SHORT PROBLEM = Copy out the records in full, word for word, without pictures.
++++++++
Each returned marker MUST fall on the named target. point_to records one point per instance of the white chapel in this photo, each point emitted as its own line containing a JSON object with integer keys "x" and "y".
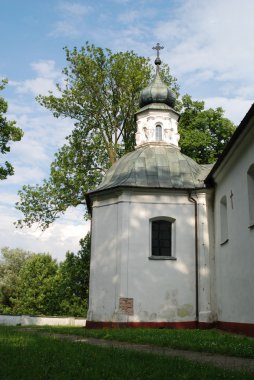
{"x": 172, "y": 240}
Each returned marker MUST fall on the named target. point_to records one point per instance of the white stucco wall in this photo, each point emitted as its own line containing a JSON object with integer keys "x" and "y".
{"x": 235, "y": 259}
{"x": 162, "y": 290}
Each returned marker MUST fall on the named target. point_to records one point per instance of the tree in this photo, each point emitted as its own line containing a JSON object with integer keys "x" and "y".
{"x": 37, "y": 286}
{"x": 74, "y": 280}
{"x": 101, "y": 94}
{"x": 11, "y": 262}
{"x": 8, "y": 132}
{"x": 204, "y": 133}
++++++++
RESULT OF THE TASK =
Each returned marker MUST fall on the named target. point_to records one point per instance of the white chapel in this photo, each point emitted as its own line containing a JSON object with integer keys "x" and "y".
{"x": 172, "y": 240}
Each returned marker MUST fall on the named target. point_to records one point per instance of the white stucco wall in this photo, each point emitted as its own line containing a JSON object with integer keys "x" and "y".
{"x": 235, "y": 259}
{"x": 162, "y": 290}
Each returned marker MUST fall on the named target. point_to records one point per instance of the tree in this photo, each point emitted as its own line containing a JSON object with integer keys "x" and "y".
{"x": 37, "y": 286}
{"x": 74, "y": 280}
{"x": 101, "y": 94}
{"x": 11, "y": 262}
{"x": 8, "y": 132}
{"x": 204, "y": 133}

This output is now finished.